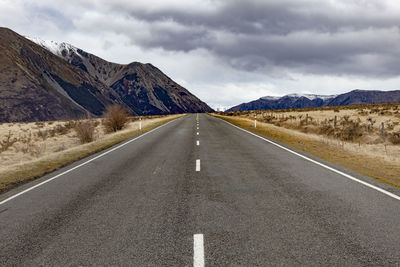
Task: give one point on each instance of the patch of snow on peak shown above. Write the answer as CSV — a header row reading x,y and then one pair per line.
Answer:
x,y
311,96
55,47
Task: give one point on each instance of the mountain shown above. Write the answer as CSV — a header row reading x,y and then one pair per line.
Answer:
x,y
309,100
49,82
142,87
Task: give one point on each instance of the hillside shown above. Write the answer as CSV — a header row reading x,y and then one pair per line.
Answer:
x,y
37,85
142,87
310,101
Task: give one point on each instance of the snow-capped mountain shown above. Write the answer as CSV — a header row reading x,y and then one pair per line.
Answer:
x,y
59,49
312,100
311,96
47,80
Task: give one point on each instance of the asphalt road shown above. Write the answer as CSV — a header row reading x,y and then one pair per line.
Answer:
x,y
166,200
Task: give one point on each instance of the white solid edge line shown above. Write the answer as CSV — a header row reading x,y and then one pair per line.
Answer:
x,y
321,164
197,165
198,250
82,164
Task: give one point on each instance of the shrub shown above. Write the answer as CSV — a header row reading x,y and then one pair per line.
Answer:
x,y
85,131
115,118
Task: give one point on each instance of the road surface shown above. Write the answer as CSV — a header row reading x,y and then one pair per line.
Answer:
x,y
193,193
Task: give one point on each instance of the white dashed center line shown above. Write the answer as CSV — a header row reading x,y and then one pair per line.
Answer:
x,y
198,250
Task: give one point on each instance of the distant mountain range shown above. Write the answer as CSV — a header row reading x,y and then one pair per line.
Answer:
x,y
309,100
45,80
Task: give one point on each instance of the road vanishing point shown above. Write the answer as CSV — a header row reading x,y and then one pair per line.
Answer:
x,y
198,191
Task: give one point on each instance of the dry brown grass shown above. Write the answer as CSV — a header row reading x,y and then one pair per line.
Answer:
x,y
371,155
85,131
115,118
34,154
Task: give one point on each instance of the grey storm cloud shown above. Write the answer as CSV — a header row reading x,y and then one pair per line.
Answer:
x,y
342,37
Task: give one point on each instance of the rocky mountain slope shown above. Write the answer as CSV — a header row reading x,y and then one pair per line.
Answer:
x,y
37,85
308,101
39,82
142,87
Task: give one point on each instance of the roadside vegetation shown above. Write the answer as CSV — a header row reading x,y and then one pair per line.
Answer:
x,y
365,138
30,150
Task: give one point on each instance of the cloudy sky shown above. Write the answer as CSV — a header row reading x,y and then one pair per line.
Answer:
x,y
226,51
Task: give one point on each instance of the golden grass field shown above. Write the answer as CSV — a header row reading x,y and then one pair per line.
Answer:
x,y
30,150
356,142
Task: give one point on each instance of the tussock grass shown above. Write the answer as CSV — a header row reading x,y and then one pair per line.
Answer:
x,y
18,173
376,164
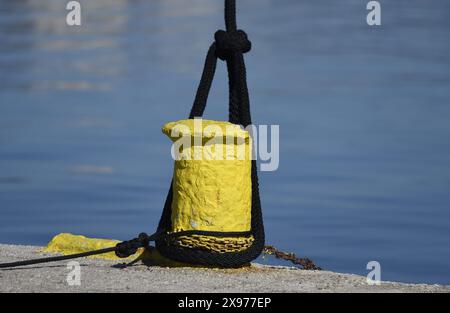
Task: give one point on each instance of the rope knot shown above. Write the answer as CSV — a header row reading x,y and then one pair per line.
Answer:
x,y
126,248
228,43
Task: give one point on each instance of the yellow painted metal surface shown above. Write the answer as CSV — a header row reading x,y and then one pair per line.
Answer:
x,y
212,176
66,243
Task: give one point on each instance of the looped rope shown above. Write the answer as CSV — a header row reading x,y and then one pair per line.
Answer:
x,y
231,42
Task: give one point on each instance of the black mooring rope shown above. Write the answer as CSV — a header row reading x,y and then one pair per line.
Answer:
x,y
229,46
123,250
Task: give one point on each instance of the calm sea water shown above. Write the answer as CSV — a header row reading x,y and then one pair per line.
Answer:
x,y
363,112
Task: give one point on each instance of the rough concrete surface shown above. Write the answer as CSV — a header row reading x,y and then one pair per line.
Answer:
x,y
106,276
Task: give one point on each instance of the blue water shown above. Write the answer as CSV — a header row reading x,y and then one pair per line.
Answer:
x,y
363,112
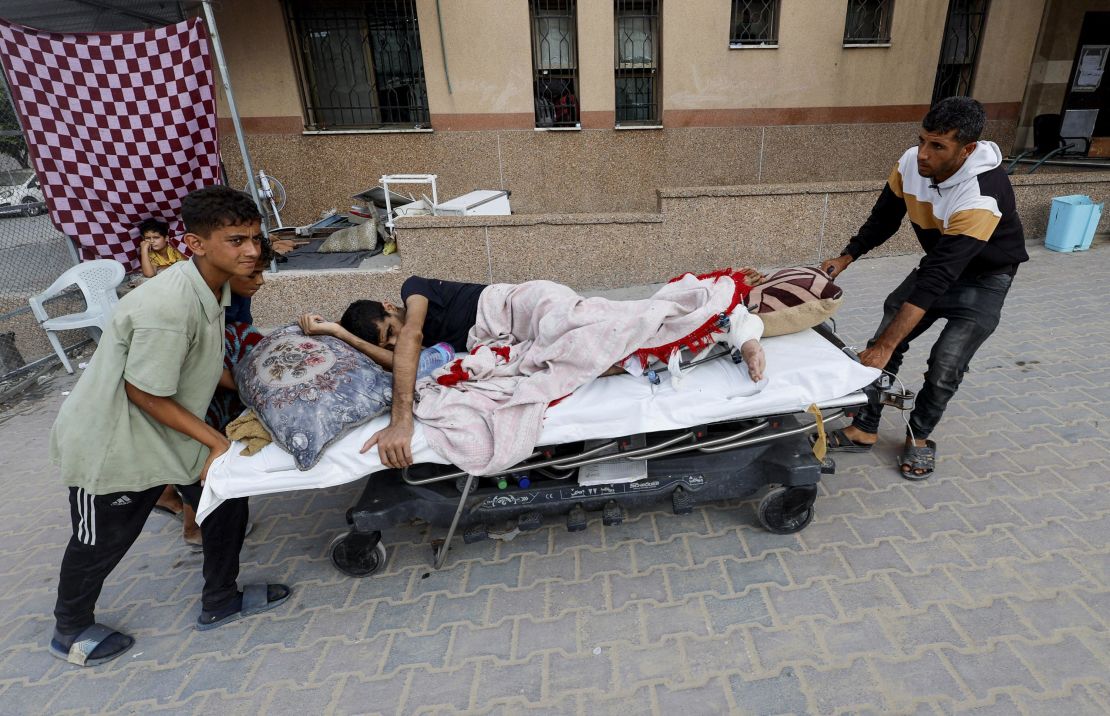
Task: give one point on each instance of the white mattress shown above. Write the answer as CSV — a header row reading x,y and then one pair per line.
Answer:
x,y
801,369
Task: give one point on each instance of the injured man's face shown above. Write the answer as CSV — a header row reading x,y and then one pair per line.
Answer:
x,y
389,329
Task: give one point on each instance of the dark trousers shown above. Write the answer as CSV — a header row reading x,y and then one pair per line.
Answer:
x,y
971,308
106,526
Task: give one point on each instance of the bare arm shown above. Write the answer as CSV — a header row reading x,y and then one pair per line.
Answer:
x,y
313,324
394,443
170,413
879,354
148,265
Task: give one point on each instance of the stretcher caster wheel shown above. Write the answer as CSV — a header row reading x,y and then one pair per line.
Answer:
x,y
475,533
682,503
357,554
787,510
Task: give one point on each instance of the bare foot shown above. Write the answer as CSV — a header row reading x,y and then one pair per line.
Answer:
x,y
754,358
753,276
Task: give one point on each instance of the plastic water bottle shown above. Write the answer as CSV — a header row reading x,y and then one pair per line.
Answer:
x,y
434,358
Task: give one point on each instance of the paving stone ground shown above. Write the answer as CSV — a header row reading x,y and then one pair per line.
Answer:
x,y
984,590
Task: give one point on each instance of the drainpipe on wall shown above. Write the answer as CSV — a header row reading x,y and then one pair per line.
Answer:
x,y
443,47
218,50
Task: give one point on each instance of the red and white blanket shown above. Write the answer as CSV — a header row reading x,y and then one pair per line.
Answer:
x,y
537,342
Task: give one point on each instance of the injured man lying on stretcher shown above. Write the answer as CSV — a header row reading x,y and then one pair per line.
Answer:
x,y
525,346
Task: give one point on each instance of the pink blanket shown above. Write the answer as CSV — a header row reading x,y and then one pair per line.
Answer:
x,y
556,342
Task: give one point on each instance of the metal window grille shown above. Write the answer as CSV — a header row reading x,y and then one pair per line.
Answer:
x,y
555,62
637,62
959,52
754,22
868,21
360,62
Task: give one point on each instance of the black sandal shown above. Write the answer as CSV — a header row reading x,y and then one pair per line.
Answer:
x,y
918,463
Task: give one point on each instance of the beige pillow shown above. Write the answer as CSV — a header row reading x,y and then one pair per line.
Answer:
x,y
361,238
794,300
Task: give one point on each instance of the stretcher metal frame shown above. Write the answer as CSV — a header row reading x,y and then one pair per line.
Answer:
x,y
699,464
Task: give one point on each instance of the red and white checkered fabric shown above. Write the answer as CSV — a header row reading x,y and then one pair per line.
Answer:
x,y
120,127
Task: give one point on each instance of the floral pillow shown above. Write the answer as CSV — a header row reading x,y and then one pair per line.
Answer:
x,y
309,391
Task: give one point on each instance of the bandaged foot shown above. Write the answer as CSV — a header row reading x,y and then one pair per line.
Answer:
x,y
752,352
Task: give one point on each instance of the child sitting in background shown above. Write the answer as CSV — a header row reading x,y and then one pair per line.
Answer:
x,y
155,252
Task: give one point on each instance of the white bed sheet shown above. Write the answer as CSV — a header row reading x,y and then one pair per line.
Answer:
x,y
801,369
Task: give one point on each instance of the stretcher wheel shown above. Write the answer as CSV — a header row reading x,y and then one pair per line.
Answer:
x,y
786,510
357,554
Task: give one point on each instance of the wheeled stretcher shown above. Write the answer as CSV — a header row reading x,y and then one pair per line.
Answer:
x,y
616,443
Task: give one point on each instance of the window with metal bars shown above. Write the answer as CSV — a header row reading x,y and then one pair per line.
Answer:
x,y
868,21
964,28
755,22
360,63
555,62
637,62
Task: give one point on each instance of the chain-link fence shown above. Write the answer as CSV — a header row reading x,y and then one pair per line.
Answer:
x,y
32,255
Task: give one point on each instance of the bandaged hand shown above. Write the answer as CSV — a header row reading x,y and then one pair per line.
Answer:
x,y
752,352
213,453
394,445
314,324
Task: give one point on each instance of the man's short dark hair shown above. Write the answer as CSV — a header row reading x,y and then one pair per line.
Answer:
x,y
961,113
153,224
205,210
363,319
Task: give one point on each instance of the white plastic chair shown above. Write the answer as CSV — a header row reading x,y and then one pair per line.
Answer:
x,y
98,281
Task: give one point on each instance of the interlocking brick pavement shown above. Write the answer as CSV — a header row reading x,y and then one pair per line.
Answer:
x,y
984,590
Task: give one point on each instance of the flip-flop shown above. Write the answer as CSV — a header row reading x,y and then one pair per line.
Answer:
x,y
168,512
918,459
838,442
253,599
86,643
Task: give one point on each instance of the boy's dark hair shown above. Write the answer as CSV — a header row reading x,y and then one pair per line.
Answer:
x,y
153,224
962,113
205,210
363,319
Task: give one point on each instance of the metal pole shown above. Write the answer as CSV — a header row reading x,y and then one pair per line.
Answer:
x,y
218,50
443,46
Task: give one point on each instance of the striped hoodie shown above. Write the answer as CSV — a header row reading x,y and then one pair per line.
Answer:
x,y
968,224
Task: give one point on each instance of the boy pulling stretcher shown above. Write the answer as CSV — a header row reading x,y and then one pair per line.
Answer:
x,y
546,341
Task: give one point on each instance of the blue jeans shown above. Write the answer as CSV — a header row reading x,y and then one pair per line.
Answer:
x,y
971,308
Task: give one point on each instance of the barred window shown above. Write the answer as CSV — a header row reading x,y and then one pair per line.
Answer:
x,y
959,52
637,62
868,22
755,22
555,62
360,63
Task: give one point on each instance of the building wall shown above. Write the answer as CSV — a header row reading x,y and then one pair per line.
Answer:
x,y
767,227
1055,51
810,110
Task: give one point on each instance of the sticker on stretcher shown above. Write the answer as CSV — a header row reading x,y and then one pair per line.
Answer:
x,y
579,492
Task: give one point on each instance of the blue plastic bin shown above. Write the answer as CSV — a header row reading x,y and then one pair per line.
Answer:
x,y
1072,222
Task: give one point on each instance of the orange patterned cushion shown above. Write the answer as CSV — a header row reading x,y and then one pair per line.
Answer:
x,y
794,300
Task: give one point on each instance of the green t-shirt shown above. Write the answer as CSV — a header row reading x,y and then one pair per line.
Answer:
x,y
165,338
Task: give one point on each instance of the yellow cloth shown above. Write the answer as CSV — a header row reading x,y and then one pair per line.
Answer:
x,y
172,256
248,429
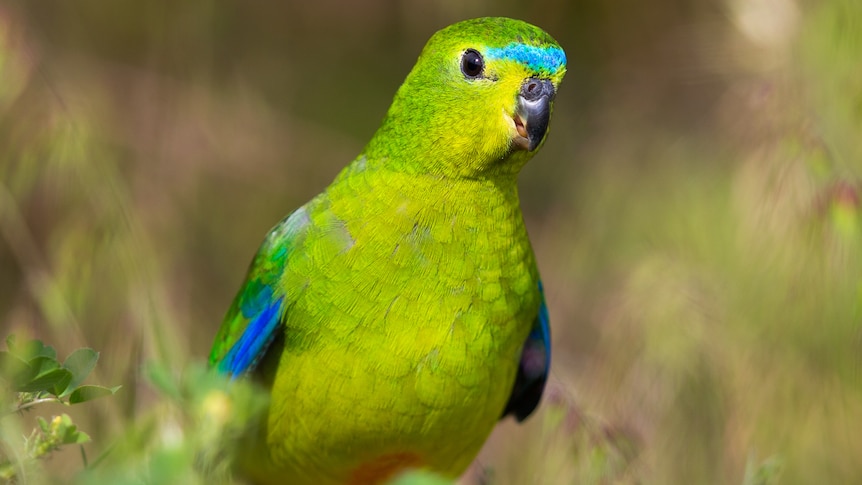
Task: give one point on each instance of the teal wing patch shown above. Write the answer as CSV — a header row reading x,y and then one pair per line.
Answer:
x,y
254,318
533,368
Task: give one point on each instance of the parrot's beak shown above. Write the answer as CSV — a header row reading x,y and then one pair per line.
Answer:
x,y
533,113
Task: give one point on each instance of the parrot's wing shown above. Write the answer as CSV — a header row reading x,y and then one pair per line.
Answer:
x,y
252,322
534,366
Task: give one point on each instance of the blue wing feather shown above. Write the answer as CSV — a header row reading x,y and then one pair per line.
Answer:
x,y
244,355
534,366
253,321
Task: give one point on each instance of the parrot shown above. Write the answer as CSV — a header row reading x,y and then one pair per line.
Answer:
x,y
397,316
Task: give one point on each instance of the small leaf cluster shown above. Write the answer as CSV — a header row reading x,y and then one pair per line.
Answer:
x,y
30,374
31,370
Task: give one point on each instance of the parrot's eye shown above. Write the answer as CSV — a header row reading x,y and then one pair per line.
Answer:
x,y
472,64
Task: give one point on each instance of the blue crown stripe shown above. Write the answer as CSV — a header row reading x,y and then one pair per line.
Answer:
x,y
549,59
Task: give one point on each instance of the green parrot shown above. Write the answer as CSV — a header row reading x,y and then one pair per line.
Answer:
x,y
399,314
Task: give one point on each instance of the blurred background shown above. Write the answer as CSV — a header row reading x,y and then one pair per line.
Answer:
x,y
695,211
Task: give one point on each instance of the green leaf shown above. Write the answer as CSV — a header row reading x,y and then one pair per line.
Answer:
x,y
42,365
80,363
88,393
51,381
15,370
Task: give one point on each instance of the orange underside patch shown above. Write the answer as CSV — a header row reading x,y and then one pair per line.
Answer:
x,y
383,468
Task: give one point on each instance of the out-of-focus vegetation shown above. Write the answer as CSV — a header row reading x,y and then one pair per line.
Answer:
x,y
695,212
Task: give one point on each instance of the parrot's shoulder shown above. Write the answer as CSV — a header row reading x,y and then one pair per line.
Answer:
x,y
251,324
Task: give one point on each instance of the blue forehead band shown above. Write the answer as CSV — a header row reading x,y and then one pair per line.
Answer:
x,y
543,59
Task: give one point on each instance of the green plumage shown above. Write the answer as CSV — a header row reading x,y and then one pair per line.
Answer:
x,y
400,299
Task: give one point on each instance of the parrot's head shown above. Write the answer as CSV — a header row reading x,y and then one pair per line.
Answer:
x,y
477,103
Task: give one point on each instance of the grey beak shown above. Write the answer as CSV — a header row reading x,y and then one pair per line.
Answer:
x,y
534,109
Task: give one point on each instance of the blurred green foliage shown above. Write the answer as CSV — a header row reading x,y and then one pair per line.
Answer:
x,y
695,212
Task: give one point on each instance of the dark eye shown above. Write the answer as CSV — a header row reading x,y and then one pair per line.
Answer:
x,y
472,64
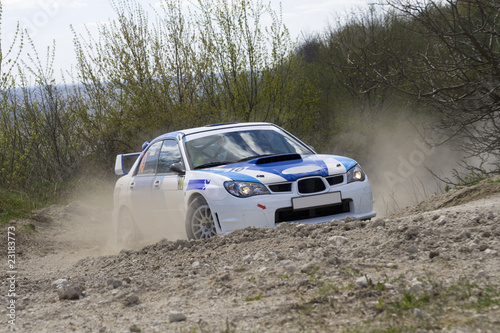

━━━

TO BE DONE
Identify each line in the rows above that contains the string "bare" and copy it out in full. Case counts.

WORKED SOLUTION
Task: give one point on each instance of the bare arm shown above. Write the answer as CSV — a header row reading x,y and then one pair per line.
Task: give one point on each instance of the bare foot shown above. Write the answer as CSV — a header row reading x,y and then one pair per line.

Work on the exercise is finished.